He sat at an outer table, quiet and unobtrusive, eating dinner with his two companions at the then newly launched Farzi Café in Gurgaon one monsoon evening in 2014, when someone pointed him out to me as the chef behind Tabla, New York.
Till then, I had known Floyd Cardoz by reputation alone. To those of us who wrote on Indian gastronomy, he was a well-known name — the Mumbai-raised, Goan chef who had put Indian food on the map in the U.S., marrying regional flavours to local produce to come up with contemporary plates.
Chef Cardoz died of COVID-19 on Wednesday. He had tested positive on March 18 and was being treated at Mountainside Medical Centre, New Jersey. He was 59.
A chef par excellence, Cardoz was the co-founder of Hunger Inc, the company that runs restaurants such as The Bombay Canteen and O Pedro.

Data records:
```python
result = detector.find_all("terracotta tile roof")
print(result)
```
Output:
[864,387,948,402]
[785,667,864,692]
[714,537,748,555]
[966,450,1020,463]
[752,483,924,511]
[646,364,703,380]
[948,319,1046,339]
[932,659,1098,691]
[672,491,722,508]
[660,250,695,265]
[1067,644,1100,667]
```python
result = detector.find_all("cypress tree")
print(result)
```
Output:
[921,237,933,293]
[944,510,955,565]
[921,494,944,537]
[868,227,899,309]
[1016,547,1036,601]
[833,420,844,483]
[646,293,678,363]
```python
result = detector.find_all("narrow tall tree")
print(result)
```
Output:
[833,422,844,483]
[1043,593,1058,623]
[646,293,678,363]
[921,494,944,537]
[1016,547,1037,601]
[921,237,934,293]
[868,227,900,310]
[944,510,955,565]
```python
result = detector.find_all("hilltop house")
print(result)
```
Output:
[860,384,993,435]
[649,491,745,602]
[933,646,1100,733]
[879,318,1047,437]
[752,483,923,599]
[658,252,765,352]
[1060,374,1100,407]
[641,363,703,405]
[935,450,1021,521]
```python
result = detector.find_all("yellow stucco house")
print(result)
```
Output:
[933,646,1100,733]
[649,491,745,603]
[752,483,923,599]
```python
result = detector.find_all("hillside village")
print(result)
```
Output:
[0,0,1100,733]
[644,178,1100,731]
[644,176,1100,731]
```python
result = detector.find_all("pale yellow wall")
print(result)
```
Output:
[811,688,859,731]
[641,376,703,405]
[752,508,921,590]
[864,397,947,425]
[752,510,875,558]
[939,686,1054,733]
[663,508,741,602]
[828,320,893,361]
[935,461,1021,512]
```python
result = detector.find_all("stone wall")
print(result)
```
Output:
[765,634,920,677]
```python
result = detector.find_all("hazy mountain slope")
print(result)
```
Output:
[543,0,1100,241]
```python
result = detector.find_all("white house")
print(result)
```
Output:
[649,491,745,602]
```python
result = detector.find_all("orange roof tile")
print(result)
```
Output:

...

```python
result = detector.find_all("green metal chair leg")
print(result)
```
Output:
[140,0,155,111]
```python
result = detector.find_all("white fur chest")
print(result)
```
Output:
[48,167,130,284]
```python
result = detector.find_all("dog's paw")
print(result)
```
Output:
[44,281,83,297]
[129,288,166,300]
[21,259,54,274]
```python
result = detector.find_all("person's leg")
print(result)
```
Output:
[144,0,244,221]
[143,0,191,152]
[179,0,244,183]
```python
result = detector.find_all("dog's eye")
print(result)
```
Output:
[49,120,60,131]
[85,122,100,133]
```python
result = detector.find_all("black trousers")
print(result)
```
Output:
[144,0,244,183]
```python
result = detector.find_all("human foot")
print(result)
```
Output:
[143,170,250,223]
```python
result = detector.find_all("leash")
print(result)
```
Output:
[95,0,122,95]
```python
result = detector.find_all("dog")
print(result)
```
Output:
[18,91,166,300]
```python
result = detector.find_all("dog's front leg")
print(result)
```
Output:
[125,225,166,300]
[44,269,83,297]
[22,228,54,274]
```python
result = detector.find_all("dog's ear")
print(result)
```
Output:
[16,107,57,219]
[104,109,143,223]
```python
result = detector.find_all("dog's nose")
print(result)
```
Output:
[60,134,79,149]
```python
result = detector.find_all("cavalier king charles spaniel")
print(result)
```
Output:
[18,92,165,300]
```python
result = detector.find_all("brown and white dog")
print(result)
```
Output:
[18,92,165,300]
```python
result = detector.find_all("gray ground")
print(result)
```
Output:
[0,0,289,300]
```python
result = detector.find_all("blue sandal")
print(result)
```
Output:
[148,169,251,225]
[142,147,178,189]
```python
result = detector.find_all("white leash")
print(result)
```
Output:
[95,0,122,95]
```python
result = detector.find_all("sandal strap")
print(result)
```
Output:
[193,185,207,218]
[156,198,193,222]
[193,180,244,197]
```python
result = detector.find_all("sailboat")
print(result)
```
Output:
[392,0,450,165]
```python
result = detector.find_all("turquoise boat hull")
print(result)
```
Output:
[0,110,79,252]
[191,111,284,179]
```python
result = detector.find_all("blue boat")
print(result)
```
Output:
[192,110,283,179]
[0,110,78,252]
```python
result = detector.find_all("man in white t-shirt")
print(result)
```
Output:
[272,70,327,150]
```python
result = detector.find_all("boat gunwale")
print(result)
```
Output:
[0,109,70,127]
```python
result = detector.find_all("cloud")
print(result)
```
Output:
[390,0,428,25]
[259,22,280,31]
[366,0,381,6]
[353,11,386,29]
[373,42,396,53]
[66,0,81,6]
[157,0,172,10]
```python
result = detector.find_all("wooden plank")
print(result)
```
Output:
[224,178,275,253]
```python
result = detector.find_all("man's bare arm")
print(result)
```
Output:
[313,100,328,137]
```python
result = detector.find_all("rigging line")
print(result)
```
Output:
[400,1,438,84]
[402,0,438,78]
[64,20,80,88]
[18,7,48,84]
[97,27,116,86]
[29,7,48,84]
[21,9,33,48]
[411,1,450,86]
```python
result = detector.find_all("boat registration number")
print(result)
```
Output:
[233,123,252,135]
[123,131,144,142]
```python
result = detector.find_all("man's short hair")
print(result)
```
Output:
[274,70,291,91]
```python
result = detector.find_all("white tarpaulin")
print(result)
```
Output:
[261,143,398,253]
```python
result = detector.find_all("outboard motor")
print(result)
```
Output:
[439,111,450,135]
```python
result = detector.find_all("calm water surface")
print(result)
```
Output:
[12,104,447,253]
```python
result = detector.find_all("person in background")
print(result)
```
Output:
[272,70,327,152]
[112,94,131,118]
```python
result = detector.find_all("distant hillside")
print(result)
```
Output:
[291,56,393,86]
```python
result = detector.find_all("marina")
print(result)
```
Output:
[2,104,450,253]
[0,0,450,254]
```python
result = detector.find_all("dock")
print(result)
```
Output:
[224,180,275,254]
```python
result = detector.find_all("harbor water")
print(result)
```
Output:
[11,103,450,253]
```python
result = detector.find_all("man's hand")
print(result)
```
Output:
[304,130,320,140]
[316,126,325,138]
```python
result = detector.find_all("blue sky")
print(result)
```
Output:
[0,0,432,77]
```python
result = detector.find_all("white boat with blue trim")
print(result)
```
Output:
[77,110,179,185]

# WORK ITEM
Please rewrite the text about Floyd Cardoz from the words "Till then, I" through the words "with contemporary plates.", replacing "Indian gastronomy" with "Indian cooking".

# YOUR RESPONSE
Till then, I had known Floyd Cardoz by reputation alone. To those of us who wrote on Indian cooking, he was a well-known name — the Mumbai-raised, Goan chef who had put Indian food on the map in the U.S., marrying regional flavours to local produce to come up with contemporary plates.